### DOCUMENT TEXT
# Datasets

A Dataset is a specialization of a `Resource` that aims to register (upload) files with its metadata.

In [1]:
from kgforge.core import KnowledgeGraphForge

In [2]:
import getpass

In [3]:
token = getpass.getpass()

In [4]:
forge = KnowledgeGraphForge("../../configurations/demo-forge-nexus.yml", token=token)

## Imports

In [5]:
from kgforge.core import Resource

In [6]:
from kgforge.specializations.resources import Dataset

In [7]:
import pandas as pd

In [8]:
import json

In [9]:
def pp(x): print(json.dumps(x, indent=4))

## Creation with files

In [10]:
! ls -p ../../data | egrep -v /$

associations.tsv
my_data.xwz
persons.csv


In [11]:
jane = Resource(type="Person", name="Jane Doe")

In [12]:
persons = Dataset(forge, name="Interesting Persons")

In [13]:
persons.add_files("../../data/persons.csv")

In [14]:
persons.add_contribution(jane)

In [15]:
forge.register(persons)

<action> _register_one
<succeeded> True


In [16]:
# print(persons)
pp(forge.as_json(persons))

{
    "id": "https://bbp.epfl.ch/dke/kgforge_tests/43b30848-b2d5-4cff-8409-057a70a8c44a",
    "type": "Dataset",
    "contribution": {
        "type": "Contribution",
        "agent": {
            "id": {
                "type": "Person",
                "name": "Jane Doe"
            },
            "type": "Agent"

### ACTIONS TO TAKE
**A.** Summarize the Datasets text in two sentences.
**B.** List every module or name that the Datasets text imports, along with the source it comes from where one is given.

### INFORMATION SHOWN
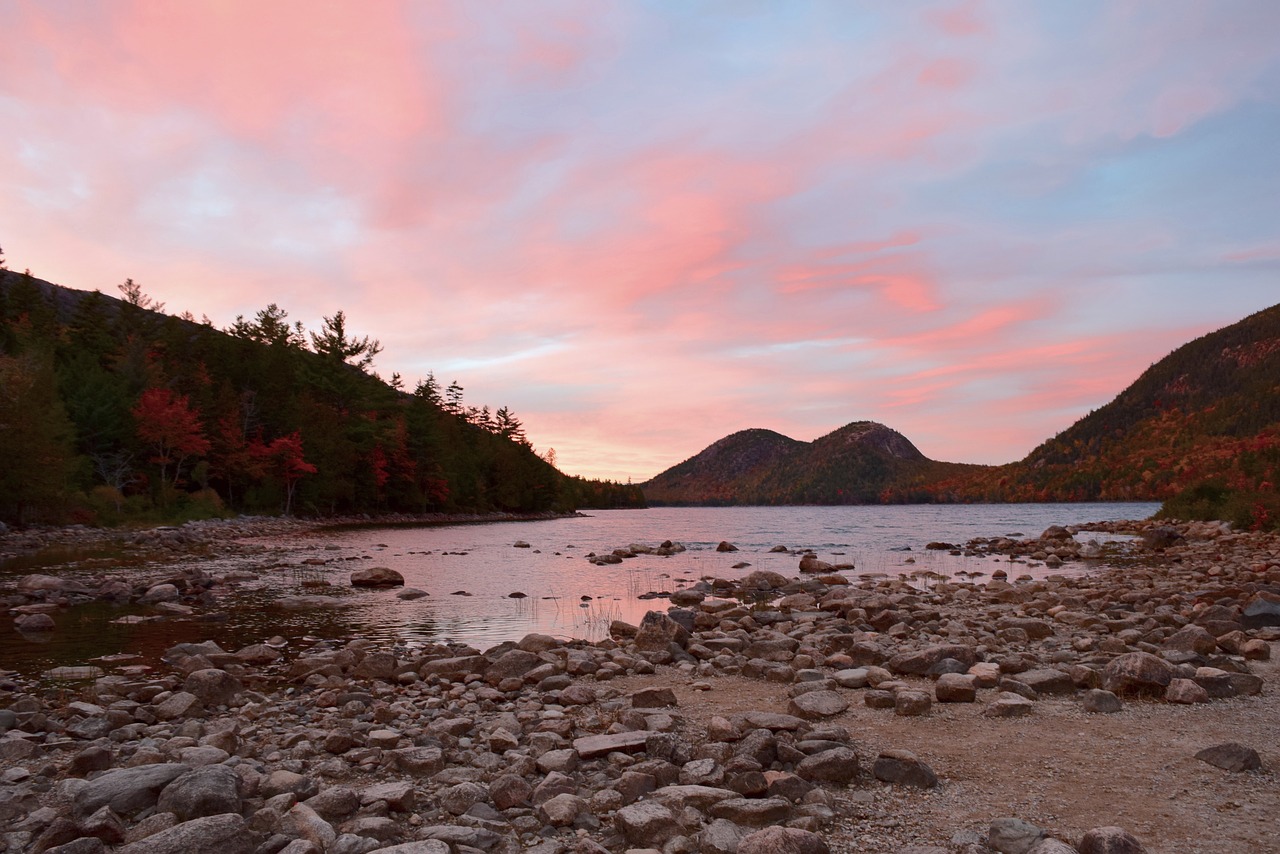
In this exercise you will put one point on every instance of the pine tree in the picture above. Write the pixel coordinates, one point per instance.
(35, 438)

### SOLUTIONS TO EACH TASK
**A.** A Dataset is a specialization of a `Resource` that registers (uploads) files with their metadata. The text sets up a forge from a configuration file and a token, creates a Dataset named "Interesting Persons", adds the file persons.csv, adds a contribution from a Person resource named Jane Doe, and registers the Dataset successfully.

**B.**
- KnowledgeGraphForge, from kgforge.core
- getpass
- Resource, from kgforge.core
- Dataset, from kgforge.specializations.resources
- pandas, imported as pd
- json